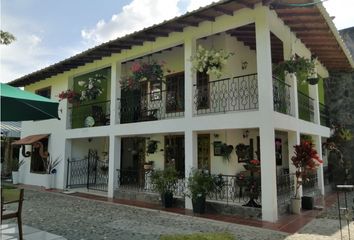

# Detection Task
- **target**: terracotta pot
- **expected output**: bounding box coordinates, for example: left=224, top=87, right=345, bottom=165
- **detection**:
left=12, top=171, right=20, bottom=184
left=291, top=198, right=301, bottom=214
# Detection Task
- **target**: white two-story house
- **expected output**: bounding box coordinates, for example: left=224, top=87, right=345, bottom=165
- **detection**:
left=10, top=0, right=354, bottom=222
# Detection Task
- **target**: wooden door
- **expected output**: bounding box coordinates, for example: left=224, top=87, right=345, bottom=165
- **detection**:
left=165, top=135, right=185, bottom=177
left=198, top=134, right=210, bottom=172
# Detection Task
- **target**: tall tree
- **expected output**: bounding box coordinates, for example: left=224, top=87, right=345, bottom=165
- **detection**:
left=0, top=30, right=16, bottom=45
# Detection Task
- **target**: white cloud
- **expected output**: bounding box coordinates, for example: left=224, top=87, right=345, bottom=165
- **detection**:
left=323, top=0, right=354, bottom=29
left=0, top=16, right=82, bottom=82
left=81, top=0, right=181, bottom=44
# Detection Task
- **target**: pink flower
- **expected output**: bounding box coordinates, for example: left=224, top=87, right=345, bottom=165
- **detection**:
left=131, top=63, right=141, bottom=72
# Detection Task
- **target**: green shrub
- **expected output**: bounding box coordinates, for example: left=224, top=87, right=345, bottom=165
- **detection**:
left=160, top=233, right=235, bottom=240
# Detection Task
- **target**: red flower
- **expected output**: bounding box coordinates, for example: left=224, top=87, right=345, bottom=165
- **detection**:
left=250, top=159, right=260, bottom=165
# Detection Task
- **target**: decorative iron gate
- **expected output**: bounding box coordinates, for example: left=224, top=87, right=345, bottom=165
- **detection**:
left=66, top=149, right=108, bottom=192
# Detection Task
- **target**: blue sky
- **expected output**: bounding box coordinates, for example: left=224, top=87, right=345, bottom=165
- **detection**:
left=0, top=0, right=354, bottom=82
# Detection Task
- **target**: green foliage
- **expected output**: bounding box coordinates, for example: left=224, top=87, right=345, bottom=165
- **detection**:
left=11, top=159, right=25, bottom=172
left=187, top=169, right=218, bottom=198
left=0, top=30, right=16, bottom=45
left=273, top=57, right=315, bottom=83
left=43, top=157, right=61, bottom=174
left=151, top=165, right=178, bottom=194
left=160, top=233, right=235, bottom=240
left=146, top=140, right=159, bottom=154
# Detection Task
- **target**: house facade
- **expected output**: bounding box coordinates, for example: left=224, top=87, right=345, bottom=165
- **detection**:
left=11, top=0, right=354, bottom=222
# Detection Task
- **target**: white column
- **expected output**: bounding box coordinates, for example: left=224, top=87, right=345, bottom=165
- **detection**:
left=110, top=62, right=122, bottom=125
left=309, top=84, right=320, bottom=124
left=184, top=130, right=198, bottom=209
left=312, top=135, right=325, bottom=196
left=184, top=38, right=196, bottom=118
left=108, top=136, right=121, bottom=198
left=63, top=139, right=72, bottom=188
left=254, top=5, right=278, bottom=222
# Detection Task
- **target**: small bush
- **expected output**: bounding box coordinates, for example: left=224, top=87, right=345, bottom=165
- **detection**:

- [Task prompt]: Starting at the beginning of the entries and ending at the line holding "left=66, top=149, right=108, bottom=192", write them out again with every "flower" changed to "blossom" and nothing else altered. Leave the pictures out.

- [Exercise solution]:
# Detection Task
- **target**: terracotta pot
- **expected output**: bounding box coordinates, for example: left=224, top=87, right=345, bottom=165
- **detection**:
left=12, top=171, right=20, bottom=184
left=291, top=198, right=301, bottom=214
# Detection Task
- **target**: white two-story house
- **expected output**: bounding box coordinates, for example: left=224, top=87, right=345, bottom=165
- **detection**:
left=10, top=0, right=354, bottom=222
# Detection Task
- **target**: wooden door
- **expected output**: bounding box coordinates, for example: left=224, top=87, right=345, bottom=165
- **detection**:
left=165, top=135, right=185, bottom=177
left=198, top=134, right=210, bottom=172
# Detection Task
- **target**: tall tree
- **expected output**: bounding box coordinates, for example: left=224, top=87, right=345, bottom=165
- **detection**:
left=0, top=30, right=16, bottom=45
# Detection Task
- **target**: white cloud
- **expected output**: bounding box coordinates, for example: left=224, top=87, right=345, bottom=165
- **detection**:
left=323, top=0, right=354, bottom=29
left=0, top=16, right=82, bottom=82
left=81, top=0, right=181, bottom=44
# Detection Task
- **target**: pink blossom
- **expected output**: bounding box coordinates, for example: left=224, top=87, right=345, bottom=165
- **detection**:
left=131, top=63, right=141, bottom=72
# Detection Task
- **target**: green shrub
- **expected output**: bounding box coordinates, for example: left=224, top=87, right=345, bottom=165
- **detection**:
left=160, top=233, right=235, bottom=240
# Detection Task
- **target**: red blossom
- **expected output**: bounding box coordinates, for example: left=224, top=87, right=345, bottom=165
- **detection**:
left=250, top=159, right=260, bottom=165
# Detection Task
- **target**: decorative iron gate
- **expected output**: bounding box coordinates, for example: left=224, top=87, right=345, bottom=165
- **detection**:
left=66, top=149, right=108, bottom=192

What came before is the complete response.